• INSTRUCTIONS TO FOLLOW: Reproduce every one of the following records line for line, changing no word or number.

• Entries from a point annotation set:
>> BEGIN
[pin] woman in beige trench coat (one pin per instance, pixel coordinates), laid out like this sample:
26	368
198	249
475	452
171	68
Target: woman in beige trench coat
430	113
>> END
• RESPONSE:
[pin] woman in beige trench coat (one pin per instance, pixel coordinates), laid out like this sample:
26	368
198	249
475	452
171	68
Target: woman in beige trench coat
430	113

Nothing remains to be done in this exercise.